*OBJECTIVE*: Leave every picture out and write out the records below exactly.

[Point labeling examples]

>>>>

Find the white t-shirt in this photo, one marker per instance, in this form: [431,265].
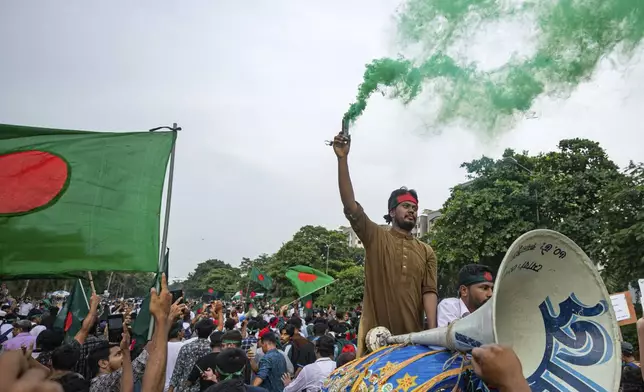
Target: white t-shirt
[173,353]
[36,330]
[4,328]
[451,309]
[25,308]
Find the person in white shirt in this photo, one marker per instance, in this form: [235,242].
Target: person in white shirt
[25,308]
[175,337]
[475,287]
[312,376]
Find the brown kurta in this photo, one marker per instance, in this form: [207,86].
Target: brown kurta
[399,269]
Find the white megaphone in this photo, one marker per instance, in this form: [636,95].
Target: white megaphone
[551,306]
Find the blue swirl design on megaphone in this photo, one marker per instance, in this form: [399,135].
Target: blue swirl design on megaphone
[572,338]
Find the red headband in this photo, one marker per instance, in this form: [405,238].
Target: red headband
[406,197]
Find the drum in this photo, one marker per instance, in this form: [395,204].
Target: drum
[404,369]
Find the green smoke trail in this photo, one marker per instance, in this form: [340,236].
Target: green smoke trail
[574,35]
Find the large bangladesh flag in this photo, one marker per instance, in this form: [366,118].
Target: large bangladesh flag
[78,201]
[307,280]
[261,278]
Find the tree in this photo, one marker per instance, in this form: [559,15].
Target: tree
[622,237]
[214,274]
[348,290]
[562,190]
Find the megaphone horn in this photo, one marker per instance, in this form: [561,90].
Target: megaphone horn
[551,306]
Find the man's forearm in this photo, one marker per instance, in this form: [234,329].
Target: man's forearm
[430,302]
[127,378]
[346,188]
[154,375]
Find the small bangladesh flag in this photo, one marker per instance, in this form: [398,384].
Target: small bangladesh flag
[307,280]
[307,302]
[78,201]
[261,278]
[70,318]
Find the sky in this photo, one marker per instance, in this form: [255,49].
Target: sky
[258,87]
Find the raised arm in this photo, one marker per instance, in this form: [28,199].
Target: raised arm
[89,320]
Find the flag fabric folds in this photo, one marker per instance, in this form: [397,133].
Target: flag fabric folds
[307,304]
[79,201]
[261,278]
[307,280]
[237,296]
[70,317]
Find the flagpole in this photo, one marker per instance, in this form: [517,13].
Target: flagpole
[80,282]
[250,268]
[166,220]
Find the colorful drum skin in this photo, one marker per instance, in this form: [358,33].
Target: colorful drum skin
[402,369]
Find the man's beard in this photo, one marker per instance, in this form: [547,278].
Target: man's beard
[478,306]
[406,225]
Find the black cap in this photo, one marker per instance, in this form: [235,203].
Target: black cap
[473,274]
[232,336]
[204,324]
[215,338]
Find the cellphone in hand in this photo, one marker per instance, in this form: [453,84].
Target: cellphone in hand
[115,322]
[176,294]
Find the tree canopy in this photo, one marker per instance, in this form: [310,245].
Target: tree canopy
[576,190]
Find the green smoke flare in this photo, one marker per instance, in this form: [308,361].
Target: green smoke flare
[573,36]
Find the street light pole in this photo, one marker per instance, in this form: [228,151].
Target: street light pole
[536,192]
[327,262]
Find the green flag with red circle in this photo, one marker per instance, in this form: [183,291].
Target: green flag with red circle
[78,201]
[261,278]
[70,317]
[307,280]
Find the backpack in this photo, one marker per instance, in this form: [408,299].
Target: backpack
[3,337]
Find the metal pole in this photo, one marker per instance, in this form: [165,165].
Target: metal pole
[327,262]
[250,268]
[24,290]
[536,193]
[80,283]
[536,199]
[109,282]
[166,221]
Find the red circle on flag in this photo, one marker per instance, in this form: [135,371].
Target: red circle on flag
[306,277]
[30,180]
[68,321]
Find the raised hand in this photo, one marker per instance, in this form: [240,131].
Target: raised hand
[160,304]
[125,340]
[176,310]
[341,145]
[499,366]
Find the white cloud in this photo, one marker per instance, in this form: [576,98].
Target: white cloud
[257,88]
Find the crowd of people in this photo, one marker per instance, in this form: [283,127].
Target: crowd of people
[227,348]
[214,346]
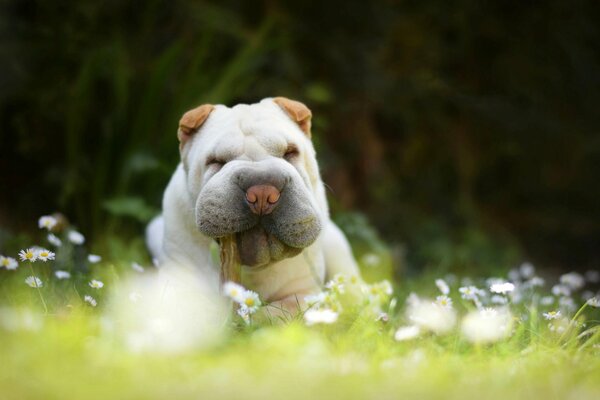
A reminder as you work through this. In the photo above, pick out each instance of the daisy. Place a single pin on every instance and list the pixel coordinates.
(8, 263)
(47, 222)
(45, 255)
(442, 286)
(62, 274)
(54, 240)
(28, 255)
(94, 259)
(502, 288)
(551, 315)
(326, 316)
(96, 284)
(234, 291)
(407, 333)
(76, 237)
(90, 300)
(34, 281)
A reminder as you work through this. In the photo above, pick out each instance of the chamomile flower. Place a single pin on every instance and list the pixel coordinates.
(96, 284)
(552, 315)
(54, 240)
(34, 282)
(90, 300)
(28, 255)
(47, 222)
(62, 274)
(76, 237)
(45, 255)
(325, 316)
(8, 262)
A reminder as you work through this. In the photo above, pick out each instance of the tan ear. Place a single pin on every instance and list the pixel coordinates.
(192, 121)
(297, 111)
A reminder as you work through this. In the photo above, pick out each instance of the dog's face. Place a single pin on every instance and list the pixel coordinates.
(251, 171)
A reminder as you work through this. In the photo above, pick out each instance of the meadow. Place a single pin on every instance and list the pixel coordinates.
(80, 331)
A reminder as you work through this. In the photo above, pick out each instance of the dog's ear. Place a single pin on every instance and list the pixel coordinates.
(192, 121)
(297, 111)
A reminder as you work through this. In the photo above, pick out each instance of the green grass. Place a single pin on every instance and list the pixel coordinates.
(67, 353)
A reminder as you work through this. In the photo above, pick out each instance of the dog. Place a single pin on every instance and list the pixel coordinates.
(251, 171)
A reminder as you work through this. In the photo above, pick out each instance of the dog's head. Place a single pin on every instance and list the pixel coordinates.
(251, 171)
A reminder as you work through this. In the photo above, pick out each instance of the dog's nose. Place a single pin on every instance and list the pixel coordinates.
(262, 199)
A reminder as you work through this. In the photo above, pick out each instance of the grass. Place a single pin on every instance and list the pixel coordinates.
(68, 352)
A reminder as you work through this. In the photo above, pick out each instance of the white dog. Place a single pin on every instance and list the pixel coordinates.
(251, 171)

<<<<

*FINISHED TASK*:
Find the white t-shirt in this photo, one marker per instance, in this form: [431,265].
Target: white t-shirt
[173,353]
[36,330]
[4,328]
[451,309]
[25,308]
Find the person in white shirt in this photo, one marker per instance, in this form: [235,242].
Target: person in white shirt
[25,308]
[175,337]
[475,287]
[312,376]
Find the brown kurta in this photo, one marker per instance, in this form: [207,86].
Target: brown kurta
[399,269]
Find the white megaphone in this photo, one marker per instance, in this form: [636,95].
Target: white megaphone
[551,306]
Find the blue swirl design on megaphone in this photo, one marker per instance, in this form: [399,135].
Target: blue swirl design on megaphone
[572,338]
Find the red headband in this photo, one marker per instance, in this form: [405,238].
Target: red headband
[406,197]
Find the drum in this photo, one marker per instance, in this form: [395,204].
Target: drum
[404,369]
Find the green smoke trail in this photo, one marker per instance, in this form: [340,236].
Target: green smoke trail
[574,35]
Find the large bangladesh flag in this photo, one marker per instance, in this form: [366,118].
Target: large bangladesh flag
[78,201]
[307,280]
[261,278]
Find the tree in this photo, one marker per instance, in this form: [559,15].
Target: tree
[622,237]
[214,274]
[348,290]
[562,190]
Find the megaphone horn in this photo, one marker per instance, in this form: [561,90].
Target: megaphone horn
[551,306]
Find the man's forearm in this photo, one marker per instance, in this form: [234,329].
Target: man's forearm
[430,302]
[127,378]
[346,188]
[154,375]
Find the small bangladesh flag in this photo, one marker per instance, in this form: [398,384].
Target: small bangladesh flag
[307,280]
[307,302]
[78,201]
[261,278]
[70,318]
Find the sky in this photo, one marker per instance, in this form: [255,49].
Target: sky
[258,87]
Find the raised arm in this photo, one marker per instance, in this form: [28,199].
Target: raised arm
[89,320]
Find the flag fabric folds in this photo, one marker per instance, in this form: [397,133].
Target: flag fabric folds
[307,304]
[79,201]
[261,278]
[307,280]
[237,296]
[70,317]
Find the flagpole in this photo, one marker per instance, in this form: [517,13].
Target: flagpole
[80,282]
[250,268]
[166,220]
Find the colorful drum skin in this photo, one marker per instance, in this form: [358,33].
Target: colorful drum skin
[402,369]
Find the man's beard in this photo, one marker per instance, in this form: [547,278].
Target: man's beard
[478,306]
[406,225]
Find the black cap in this photo, one marker per instance, in this form: [235,203].
Target: black cap
[473,274]
[232,336]
[204,324]
[215,338]
Find the cellphone in hand in this photo, one marker per instance, in this form: [453,84].
Target: cellphone in hand
[115,322]
[176,294]
Find the tree canopy in this photo, one marker per instance, in this form: [310,245].
Target: tree canopy
[576,190]
Find the green smoke flare in this photo, one marker per instance, in this form: [308,361].
Target: green smoke flare
[573,36]
Find the street light pole in this photo, one marker per instance, in this form: [228,151].
Target: street light pole
[536,192]
[327,262]
Find the green flag with red circle in this photo, one marker per instance, in this form: [183,291].
Target: green flag with red circle
[78,201]
[261,278]
[70,317]
[307,280]
Find the backpack in this photo, one marker per instance, in this form: [408,299].
Target: backpack
[3,337]
Find the metal pole in this photo, one marker per instance, in this form: [165,165].
Target: metal pole
[327,262]
[250,268]
[24,290]
[536,193]
[80,283]
[536,199]
[109,282]
[166,221]
Find the red circle on flag in this photo, one marker per instance, in this form: [135,371].
Target: red circle on flag
[306,277]
[30,180]
[68,321]
Find the raised hand in this photo, one marker per instance, in this form: [240,131].
Target: raised hand
[160,304]
[125,340]
[176,310]
[341,145]
[499,366]
Find the white cloud in this photo, one marker per instance, in this form: [576,98].
Target: white cloud
[257,88]
Find the crowd of people in this photo, one marker per instance, in this form: [283,127].
Target: crowd of people
[227,348]
[214,346]
A reminder as you work through this. In the photo above, pick out each instance of the daisy. Place a single pin on every instance and list the pixel coordinates.
(8, 263)
(47, 222)
(45, 255)
(442, 286)
(62, 274)
(54, 240)
(28, 255)
(94, 259)
(502, 288)
(551, 315)
(326, 316)
(96, 284)
(234, 291)
(407, 333)
(76, 237)
(90, 300)
(34, 281)
A reminder as you work through this. In the photo above, pick out each instance of the chamomile flower. Place a single pin on every instance and list the pixel coordinates.
(96, 284)
(552, 315)
(54, 240)
(34, 282)
(90, 300)
(28, 255)
(47, 222)
(62, 274)
(76, 237)
(45, 255)
(325, 316)
(8, 262)
A reminder as you work through this. In the photo above, pick out each instance of the tan ear. Place a single pin on every instance and list the pixel coordinates.
(192, 121)
(297, 111)
A reminder as you work through this. In the photo above, pick out each instance of the dog's face. Place a single pin on every instance and list the pixel coordinates.
(251, 171)
A reminder as you work through this. In the photo above, pick out each instance of the meadow. Place a single pin on every instance and list the pixel coordinates.
(80, 331)
A reminder as you work through this. In the photo above, pick out each instance of the dog's ear. Place a single pin on every instance and list the pixel coordinates.
(192, 121)
(297, 111)
A reminder as you work through this. In the photo above, pick out each instance of the green grass. Place a single pin on every instance and list the pixel coordinates.
(67, 353)
A reminder as you work through this. In the photo above, pick out each instance of the dog. Place a single pin on every instance and list the pixel coordinates.
(251, 171)
A reminder as you work through this. In the photo above, pick out each instance of the dog's head. Place a single pin on every instance and list the pixel coordinates.
(251, 171)
A reminder as you work through this. In the photo above, pick out each instance of the dog's nose. Place a single pin on every instance and list the pixel coordinates.
(262, 199)
A reminder as you work through this. In the photo above, pick out each instance of the grass. Place a single pin on every instance and list the pixel coordinates.
(68, 352)
A reminder as you work through this. In the photo above, pick out each instance of the white dog. Place a single pin on every instance and list the pixel coordinates.
(251, 171)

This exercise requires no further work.